**Exercise aim**: Output the lines from the start of the rows up to and including the line that contains "17), (154, 0)]" as a Markdown table with the columns n (a running row number) and Line (the line itself), leaving out blank lines.

Labeled area outline rows
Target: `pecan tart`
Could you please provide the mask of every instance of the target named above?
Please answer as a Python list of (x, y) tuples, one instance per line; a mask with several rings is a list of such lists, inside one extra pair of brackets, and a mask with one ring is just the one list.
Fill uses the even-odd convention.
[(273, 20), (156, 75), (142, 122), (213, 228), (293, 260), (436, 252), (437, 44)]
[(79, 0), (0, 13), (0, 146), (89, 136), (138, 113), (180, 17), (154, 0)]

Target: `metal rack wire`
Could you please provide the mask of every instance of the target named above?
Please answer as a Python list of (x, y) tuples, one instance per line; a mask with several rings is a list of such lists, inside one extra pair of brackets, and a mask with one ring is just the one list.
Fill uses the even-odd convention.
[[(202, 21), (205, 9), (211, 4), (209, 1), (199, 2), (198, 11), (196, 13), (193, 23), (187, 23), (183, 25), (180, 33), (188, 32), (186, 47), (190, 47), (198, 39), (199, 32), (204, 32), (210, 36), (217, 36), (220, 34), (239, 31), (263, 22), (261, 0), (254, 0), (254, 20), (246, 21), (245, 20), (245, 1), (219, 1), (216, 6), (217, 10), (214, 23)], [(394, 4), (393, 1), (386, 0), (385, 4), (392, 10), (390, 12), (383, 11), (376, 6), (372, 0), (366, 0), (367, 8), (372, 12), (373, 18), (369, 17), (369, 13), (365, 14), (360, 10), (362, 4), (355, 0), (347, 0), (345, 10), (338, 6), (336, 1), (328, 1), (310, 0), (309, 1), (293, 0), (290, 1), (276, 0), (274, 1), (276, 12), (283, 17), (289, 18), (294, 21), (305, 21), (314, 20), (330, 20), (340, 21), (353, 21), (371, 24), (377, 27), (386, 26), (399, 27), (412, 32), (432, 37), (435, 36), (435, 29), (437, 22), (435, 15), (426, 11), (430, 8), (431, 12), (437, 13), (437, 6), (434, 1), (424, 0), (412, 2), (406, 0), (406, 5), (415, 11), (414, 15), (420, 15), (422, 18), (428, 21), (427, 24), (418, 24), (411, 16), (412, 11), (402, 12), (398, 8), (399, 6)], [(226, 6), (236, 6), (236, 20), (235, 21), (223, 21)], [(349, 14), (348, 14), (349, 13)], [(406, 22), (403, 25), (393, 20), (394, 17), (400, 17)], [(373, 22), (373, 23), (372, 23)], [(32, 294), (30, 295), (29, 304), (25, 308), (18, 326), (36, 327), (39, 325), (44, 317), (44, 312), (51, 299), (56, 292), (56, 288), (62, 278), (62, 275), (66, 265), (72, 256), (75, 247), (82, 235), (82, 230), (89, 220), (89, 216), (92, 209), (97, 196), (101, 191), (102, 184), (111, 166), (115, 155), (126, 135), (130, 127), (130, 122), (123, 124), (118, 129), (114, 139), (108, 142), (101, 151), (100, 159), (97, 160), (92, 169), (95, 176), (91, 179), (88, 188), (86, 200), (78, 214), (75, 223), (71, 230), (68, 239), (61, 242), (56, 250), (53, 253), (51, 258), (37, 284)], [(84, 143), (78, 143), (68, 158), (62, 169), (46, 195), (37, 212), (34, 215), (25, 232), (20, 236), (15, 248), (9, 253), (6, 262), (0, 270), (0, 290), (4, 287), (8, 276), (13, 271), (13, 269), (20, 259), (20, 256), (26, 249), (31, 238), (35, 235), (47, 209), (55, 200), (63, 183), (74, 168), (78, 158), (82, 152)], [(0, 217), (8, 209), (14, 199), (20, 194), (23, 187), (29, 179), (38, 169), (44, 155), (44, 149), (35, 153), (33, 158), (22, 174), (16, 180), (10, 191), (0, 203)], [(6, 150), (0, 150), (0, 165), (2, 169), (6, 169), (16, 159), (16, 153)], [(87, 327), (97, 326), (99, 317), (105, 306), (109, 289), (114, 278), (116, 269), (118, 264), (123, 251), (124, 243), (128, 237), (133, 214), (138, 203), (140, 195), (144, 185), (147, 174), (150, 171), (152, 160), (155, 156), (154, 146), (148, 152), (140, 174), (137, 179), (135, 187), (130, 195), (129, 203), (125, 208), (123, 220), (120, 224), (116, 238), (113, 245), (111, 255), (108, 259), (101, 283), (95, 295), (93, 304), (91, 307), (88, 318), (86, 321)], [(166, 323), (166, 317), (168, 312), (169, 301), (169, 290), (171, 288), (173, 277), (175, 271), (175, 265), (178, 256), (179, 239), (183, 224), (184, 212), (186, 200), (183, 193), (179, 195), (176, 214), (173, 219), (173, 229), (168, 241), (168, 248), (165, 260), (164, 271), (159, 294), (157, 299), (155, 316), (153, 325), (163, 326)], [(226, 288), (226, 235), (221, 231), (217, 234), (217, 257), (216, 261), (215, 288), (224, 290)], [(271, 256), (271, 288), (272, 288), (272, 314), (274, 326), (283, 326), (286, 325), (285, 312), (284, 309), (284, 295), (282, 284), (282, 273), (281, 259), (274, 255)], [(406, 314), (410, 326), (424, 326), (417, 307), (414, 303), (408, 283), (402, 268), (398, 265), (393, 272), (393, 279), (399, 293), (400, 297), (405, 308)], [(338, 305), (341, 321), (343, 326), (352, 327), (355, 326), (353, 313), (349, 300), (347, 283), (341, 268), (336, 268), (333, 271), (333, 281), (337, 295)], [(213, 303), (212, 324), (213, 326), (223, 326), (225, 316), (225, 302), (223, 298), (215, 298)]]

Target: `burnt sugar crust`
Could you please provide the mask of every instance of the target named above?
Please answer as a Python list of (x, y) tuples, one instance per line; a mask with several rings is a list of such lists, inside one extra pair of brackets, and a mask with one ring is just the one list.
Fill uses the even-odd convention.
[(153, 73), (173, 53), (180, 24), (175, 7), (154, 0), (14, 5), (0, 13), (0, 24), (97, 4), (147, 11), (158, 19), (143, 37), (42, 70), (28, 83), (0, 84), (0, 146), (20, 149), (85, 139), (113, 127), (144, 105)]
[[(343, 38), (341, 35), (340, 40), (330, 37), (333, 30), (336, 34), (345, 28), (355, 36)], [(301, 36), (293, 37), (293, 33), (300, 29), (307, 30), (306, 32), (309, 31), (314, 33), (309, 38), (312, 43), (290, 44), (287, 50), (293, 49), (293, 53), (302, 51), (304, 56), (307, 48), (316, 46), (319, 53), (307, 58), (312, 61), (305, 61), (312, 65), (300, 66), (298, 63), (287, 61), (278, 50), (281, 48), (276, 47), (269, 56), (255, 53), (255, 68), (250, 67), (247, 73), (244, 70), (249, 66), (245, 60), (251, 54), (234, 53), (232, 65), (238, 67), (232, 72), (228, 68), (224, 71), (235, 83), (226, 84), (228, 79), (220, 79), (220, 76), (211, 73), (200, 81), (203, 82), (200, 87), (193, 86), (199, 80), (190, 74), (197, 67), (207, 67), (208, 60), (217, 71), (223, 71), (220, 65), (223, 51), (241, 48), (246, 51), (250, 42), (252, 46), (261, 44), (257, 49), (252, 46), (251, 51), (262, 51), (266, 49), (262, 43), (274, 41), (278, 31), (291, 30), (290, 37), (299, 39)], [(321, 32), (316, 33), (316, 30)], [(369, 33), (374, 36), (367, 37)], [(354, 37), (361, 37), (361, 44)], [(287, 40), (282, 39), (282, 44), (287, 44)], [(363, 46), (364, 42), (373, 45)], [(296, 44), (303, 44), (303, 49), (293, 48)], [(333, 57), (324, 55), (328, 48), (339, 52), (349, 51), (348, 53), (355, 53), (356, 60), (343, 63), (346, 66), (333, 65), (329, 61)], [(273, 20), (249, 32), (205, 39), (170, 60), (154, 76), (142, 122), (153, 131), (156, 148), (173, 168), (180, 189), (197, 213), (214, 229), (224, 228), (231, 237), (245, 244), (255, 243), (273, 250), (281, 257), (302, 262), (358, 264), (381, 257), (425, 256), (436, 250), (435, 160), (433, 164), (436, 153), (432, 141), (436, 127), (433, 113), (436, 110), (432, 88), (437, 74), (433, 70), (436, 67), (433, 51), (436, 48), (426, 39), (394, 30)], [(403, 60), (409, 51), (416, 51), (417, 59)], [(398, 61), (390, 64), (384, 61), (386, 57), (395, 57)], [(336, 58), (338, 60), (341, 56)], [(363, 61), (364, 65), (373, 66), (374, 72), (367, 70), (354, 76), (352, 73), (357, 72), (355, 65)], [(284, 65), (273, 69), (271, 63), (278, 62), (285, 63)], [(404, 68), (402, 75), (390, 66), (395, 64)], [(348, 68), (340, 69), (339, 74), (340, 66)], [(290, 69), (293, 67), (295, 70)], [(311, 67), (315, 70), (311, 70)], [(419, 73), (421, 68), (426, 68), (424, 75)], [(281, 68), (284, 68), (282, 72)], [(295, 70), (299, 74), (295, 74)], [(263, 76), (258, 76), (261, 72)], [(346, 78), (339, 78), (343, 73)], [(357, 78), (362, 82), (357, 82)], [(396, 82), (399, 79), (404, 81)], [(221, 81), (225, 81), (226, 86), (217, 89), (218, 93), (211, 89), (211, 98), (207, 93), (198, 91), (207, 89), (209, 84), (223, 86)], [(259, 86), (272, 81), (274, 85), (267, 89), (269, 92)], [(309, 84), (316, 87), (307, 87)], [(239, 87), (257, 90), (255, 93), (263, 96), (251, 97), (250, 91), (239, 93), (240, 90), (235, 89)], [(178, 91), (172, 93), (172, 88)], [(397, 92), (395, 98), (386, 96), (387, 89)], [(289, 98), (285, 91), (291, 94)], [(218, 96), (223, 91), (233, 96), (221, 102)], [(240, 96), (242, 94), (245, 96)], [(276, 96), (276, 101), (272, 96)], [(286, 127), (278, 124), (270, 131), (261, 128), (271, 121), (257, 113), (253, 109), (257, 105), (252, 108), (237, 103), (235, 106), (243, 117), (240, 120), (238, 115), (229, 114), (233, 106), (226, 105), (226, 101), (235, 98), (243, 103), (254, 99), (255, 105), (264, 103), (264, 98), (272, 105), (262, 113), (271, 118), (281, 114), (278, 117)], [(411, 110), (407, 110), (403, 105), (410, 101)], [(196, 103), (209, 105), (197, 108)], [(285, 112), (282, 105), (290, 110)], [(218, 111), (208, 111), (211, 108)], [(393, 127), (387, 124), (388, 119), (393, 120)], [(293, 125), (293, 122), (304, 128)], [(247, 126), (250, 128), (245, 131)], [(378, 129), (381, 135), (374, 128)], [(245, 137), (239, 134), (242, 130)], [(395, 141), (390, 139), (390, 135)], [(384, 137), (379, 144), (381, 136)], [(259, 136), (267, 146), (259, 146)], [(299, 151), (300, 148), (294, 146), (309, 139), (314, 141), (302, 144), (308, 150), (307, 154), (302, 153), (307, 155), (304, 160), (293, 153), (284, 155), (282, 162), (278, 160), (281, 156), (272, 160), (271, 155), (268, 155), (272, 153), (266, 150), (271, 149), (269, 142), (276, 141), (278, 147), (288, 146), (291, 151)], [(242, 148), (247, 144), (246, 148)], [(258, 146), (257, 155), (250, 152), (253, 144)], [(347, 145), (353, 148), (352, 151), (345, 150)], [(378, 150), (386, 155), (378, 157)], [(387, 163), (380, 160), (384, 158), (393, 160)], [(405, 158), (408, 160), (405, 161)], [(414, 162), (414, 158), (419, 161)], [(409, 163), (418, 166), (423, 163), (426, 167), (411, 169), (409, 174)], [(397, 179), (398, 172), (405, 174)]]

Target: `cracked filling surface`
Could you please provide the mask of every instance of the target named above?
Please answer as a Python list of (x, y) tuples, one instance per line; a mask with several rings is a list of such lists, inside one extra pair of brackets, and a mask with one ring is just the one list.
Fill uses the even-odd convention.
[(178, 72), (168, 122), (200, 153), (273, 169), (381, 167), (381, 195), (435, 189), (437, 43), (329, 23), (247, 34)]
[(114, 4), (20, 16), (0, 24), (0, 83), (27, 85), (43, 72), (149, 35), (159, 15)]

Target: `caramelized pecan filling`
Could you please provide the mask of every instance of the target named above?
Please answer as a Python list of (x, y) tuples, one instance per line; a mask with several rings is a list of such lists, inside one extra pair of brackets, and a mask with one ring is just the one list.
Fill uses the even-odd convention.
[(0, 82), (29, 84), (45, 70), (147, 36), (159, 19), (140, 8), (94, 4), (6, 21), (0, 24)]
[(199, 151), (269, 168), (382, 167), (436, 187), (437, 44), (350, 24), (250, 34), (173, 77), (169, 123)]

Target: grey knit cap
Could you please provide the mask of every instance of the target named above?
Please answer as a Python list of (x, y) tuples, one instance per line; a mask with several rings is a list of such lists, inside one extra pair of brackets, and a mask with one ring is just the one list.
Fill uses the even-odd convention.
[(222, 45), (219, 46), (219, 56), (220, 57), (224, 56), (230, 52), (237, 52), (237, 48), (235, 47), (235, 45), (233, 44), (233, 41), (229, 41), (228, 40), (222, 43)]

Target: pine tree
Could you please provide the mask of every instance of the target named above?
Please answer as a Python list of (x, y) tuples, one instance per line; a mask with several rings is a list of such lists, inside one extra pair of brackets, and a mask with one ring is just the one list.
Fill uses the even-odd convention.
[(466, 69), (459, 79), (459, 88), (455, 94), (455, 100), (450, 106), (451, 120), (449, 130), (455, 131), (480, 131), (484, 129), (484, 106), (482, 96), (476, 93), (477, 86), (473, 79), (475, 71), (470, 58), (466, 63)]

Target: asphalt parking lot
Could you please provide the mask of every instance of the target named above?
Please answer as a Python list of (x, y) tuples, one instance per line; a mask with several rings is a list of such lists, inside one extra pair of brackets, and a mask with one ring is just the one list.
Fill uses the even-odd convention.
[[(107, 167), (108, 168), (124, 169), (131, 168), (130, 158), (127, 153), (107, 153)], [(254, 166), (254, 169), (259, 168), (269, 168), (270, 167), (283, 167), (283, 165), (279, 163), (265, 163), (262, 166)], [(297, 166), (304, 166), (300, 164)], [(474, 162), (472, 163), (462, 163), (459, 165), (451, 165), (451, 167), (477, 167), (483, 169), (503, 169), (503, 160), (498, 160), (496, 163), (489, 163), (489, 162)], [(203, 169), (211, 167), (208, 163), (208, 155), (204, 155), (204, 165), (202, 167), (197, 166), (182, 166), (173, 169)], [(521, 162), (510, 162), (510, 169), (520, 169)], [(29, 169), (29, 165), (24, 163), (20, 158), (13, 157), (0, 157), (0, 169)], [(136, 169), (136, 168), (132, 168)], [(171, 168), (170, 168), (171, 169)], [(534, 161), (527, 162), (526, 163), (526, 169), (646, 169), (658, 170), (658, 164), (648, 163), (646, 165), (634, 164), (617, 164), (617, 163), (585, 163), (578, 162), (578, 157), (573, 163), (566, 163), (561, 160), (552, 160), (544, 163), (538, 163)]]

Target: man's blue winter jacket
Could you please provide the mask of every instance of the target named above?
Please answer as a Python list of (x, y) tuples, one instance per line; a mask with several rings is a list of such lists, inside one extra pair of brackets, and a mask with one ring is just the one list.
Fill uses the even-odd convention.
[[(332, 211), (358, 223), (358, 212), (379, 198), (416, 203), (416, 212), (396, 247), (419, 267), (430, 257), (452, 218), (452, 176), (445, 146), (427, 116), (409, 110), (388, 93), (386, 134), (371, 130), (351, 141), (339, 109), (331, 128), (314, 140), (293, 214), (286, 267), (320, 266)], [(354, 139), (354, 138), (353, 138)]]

**Exercise solution**:
| n | Line |
|---|---|
| 1 | Target: `pecan tart` |
| 2 | Could you please provide the mask of every instance of the target named above? |
| 3 | Please answer as a Python list of (x, y) tuples, one instance per line; a mask with several rings is a list of such lists, inside one extra pair of brackets, and a mask with one ring is just the one list. |
| 4 | Fill uses the even-odd convention. |
| 5 | [(273, 20), (156, 75), (142, 122), (213, 228), (293, 260), (436, 252), (437, 44)] |
| 6 | [(79, 0), (0, 13), (0, 146), (89, 136), (138, 113), (180, 17), (154, 0)] |